--- Start of Given information ---
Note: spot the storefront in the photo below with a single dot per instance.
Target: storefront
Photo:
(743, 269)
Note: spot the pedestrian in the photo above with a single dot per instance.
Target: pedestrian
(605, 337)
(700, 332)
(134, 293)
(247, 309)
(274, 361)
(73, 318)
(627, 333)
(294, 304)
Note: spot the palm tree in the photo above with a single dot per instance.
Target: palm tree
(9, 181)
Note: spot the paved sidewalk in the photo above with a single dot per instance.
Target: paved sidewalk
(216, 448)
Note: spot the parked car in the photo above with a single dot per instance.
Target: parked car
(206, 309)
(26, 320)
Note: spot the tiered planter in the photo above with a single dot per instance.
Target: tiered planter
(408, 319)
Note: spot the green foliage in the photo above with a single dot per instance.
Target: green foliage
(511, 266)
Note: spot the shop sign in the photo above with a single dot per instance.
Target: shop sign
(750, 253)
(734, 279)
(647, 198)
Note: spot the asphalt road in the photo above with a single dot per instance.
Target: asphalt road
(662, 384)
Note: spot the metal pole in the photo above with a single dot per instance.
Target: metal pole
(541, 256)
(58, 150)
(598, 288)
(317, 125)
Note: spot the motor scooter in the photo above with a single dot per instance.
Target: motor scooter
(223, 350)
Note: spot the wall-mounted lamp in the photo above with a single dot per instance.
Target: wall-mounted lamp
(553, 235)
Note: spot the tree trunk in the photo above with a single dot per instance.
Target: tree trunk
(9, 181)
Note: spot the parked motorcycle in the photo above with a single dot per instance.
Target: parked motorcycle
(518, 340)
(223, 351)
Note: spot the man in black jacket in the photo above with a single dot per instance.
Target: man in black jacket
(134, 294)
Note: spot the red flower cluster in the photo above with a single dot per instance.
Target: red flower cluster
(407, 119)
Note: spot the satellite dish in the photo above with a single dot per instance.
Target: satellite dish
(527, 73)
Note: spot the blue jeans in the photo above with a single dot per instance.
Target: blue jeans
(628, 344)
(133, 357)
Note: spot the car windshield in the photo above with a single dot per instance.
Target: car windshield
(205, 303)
--- End of Given information ---
■ **What this task involves**: Output the whole listing above again, word for word.

■ **Solution to the problem**:
Note: spot the storefront in the photo below with a single dot per instance.
Target: storefront
Photo:
(743, 269)
Note: spot the pedestrian in the photo above with a single dot per instance.
Target: pedestrian
(605, 337)
(700, 332)
(134, 293)
(247, 309)
(274, 361)
(73, 318)
(627, 333)
(294, 304)
Note: spot the palm tree in the photo above with a single dot per instance.
Target: palm tree
(9, 181)
Note: spot the paved sidewalk in the photo above with a single dot per instance.
Target: paved sidewalk
(216, 448)
Note: spot the parked car in the photo above with a single dot per instance.
Target: parked car
(206, 309)
(26, 320)
Note: spot the tiered planter in the photo above with a single dot per instance.
Target: tiered planter
(408, 319)
Note: spot the green foliage in the photo above with a single dot per instance.
Target: green foliage
(511, 266)
Note: spot the shop sign in the photo above with a single dot per instance.
Target: shop sign
(750, 253)
(734, 279)
(647, 198)
Note: spot the asphalt road in the photo above with a single dot per instance.
Target: asphalt road
(662, 384)
Note: spot the metal pole in the photo above with a single dot per instance.
Target: metal pole
(541, 256)
(58, 150)
(598, 288)
(317, 125)
Note: spot the motor scooter in the photo above with a single dot per instance.
Target: motor scooter
(223, 350)
Note: spot the wall-mounted lamp in the photo above with a single dot per instance.
Target: wall-mounted lamp
(553, 235)
Note: spot the tree trunk in the photo above with a single dot per instance.
Target: tree trunk
(9, 181)
Note: spot the parked motorcycle in the photo above with a single dot per instance.
Target: parked motorcycle
(518, 340)
(223, 351)
Note: spot the man in black jacket in the photo above with a single dot per instance.
Target: man in black jacket
(134, 294)
Note: spot the red flower cluster in the photo above with a single dot per instance.
Target: red flower cluster
(407, 119)
Note: spot the satellite dish in the photo above with a single dot per instance.
Target: satellite dish
(527, 73)
Note: spot the blue jeans in the photo above with a single dot per instance.
Target: blue jeans
(628, 344)
(133, 357)
Note: spot the car windshield in the photo above with a single dot per instance.
Target: car windshield
(205, 303)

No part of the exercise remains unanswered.